======== Text shown
This set of steps supports a continuous product optimization loop, and it’s core to how our customers use Freeplay.

Getting Set Up

For the purposes of this demo we are going to be building a RAG chat system over all our Freeplay blog posts and documentation. Here’s what the application architecture will look like.

Step 1: Load content into MongoDB and Create a New Embedding Index

The beauty of MongoDB is being able to store your operational data alongside your embedding index as opposed to having to manage those two things across separate platforms. Their docs go intro greater detail:

  • Then: Fetch, chunk, embed and load data into your Mongo database. A sample code snippet is below.

from pymongo.mongo_client import MongoClient
from pymongo.server_api import ServerApi
from llama_index.readers.web import WholeSiteReader
from llama_index.core.node_parser import SentenceSplitter
from dotenv import load_dotenv
import os
import random
import json
from helperFuncs import embed_text, hash_text

load_dotenv("../.env")
# configure mongo credentials
mongo_user = os.getenv("MONGO_USER")
mongo_pass = os.getenv("MONGO_PASSWORD")
uri = f'mongodb+srv://{mongo_user}:{mongo_pass}@freeplay-content.izuvhvj.mongodb.net/?retryWrites=true&w=majority'
mongo_db_name = "freeplay-chat"
mongo_collection_name = "doc-chunks"

# create a new mongo clinet
mongoClient = MongoClient(uri, server_api=ServerApi('1'))

# Send a ping to confirm a successful connection
try:
    mongoClient.admin.command('ping')
    print("Pinged your deployment. You successfully connected to MongoDB!")
except Exception as e:
    print(e)


### load url content and chunk it ###
urls = [
    "https://docs.freeplay.ai/docs", # all the docs content
    "https://freeplay.ai/blog" # all the blog content
]

all_docs = []

for url in urls:
    loader = WholeSiteReader(prefix=url, max_depth=10)
    docs = loader.load_data(url)
    # loop over each doc and add to docs dict with hash of key as doc id added to metadata
    for doc in docs:
        doc_id = hash_text(doc.text)
        doc.extra_info.update({"doc_id": doc_id})
        all_docs.append(doc)

# view 1 random doc
print(random.choice(docs))
print("\n\n")

# add each chunk to the db
for doc in docs:
    # add a tag for blogs or docs
    if "blog" in doc.extra_info['URL']:
        tag = "blog"
    else:
        tag = "docs"
    base_payload = {
        'doc_id': doc.extra_info['doc_id'],
        'link': doc.extra_info['URL'],
        'tag': tag,
        'number_times_relevant': 0
    }
    # split the text at paragraph level
    splitter = SentenceSplitter(chunk_size=1000)
================
Work order: Transcribe, unchanged, the stretch of the MongoDB setup text that opens with the words containing "all_docs = []" and closes with "doc_id = hash_text(doc.text)".
======== Information provided
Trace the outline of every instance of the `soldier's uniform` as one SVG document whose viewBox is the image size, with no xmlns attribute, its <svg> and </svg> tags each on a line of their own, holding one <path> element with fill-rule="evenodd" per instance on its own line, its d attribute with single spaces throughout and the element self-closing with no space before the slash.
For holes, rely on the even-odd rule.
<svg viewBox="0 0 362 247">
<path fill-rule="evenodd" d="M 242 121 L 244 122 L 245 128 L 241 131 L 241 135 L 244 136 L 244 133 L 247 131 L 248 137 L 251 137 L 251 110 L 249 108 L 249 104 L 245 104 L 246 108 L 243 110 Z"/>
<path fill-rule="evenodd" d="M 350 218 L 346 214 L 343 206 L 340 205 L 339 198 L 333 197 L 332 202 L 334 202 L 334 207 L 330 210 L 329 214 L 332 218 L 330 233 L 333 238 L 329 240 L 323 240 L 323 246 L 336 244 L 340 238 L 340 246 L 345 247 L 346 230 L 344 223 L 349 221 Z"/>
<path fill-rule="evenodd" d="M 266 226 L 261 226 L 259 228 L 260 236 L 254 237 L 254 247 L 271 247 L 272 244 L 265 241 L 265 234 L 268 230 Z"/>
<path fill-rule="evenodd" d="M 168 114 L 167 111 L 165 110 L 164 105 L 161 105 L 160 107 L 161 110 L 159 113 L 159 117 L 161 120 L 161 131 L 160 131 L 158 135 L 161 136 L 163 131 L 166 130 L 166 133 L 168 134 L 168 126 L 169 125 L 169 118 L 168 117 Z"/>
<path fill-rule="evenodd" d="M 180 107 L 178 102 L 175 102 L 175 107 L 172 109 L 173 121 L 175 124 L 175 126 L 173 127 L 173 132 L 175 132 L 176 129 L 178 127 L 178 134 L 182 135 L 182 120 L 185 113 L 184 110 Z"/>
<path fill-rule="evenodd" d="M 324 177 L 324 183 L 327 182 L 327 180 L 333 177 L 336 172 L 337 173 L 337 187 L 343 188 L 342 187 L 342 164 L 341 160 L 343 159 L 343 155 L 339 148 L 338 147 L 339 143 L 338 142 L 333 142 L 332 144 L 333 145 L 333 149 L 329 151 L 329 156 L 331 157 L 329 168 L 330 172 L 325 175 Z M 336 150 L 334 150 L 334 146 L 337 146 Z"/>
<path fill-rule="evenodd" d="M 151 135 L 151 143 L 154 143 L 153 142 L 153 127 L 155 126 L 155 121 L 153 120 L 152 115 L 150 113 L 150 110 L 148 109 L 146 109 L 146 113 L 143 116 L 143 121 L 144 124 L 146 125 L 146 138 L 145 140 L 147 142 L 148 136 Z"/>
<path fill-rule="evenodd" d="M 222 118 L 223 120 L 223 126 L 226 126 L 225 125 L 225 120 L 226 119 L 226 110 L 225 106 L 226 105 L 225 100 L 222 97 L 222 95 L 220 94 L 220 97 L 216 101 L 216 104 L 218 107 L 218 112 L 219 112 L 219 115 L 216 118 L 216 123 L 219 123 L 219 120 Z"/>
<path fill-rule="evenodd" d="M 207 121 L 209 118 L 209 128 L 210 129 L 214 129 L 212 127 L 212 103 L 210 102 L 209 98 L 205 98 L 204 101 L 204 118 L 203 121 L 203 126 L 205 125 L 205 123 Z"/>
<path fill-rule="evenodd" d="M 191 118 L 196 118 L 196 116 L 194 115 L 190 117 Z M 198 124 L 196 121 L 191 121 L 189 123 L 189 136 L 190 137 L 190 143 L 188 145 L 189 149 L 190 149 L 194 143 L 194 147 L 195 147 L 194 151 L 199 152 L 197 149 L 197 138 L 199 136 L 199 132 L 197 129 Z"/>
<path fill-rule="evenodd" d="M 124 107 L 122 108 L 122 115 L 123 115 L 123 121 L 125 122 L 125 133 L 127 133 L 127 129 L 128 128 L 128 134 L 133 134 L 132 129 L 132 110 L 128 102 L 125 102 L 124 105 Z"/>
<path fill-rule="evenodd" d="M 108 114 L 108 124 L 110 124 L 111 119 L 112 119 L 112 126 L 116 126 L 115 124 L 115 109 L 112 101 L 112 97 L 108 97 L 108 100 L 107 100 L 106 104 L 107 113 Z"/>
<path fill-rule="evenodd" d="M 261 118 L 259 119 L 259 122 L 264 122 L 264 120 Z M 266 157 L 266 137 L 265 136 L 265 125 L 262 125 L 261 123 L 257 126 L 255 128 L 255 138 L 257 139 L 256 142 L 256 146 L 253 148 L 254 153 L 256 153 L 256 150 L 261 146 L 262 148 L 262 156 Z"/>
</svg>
================
Task answer:
all_docs = []

for url in urls:
    loader = WholeSiteReader(prefix=url, max_depth=10)
    docs = loader.load_data(url)
    # loop over each doc and add to docs dict with hash of key as doc id added to metadata
    for doc in docs:
        doc_id = hash_text(doc.text)